[Point annotation dataset items]
******************************

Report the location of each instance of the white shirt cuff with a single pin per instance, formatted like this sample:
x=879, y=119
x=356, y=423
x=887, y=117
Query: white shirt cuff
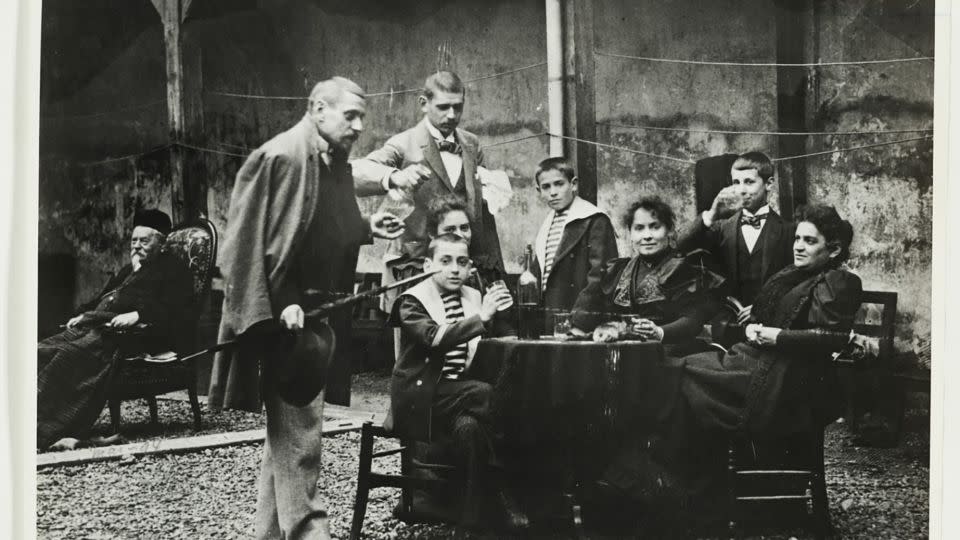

******************************

SET TASK »
Please change "shirt cuff" to "sleeve cuff" throughout the items above, leaving every other word untouched and omitting the pictures from your answer.

SOLVED EXERCISE »
Report the location of each instance of the white sleeve cuff with a single pin per instance, formatted like this sample:
x=879, y=119
x=356, y=423
x=887, y=117
Query: white sleeve cuff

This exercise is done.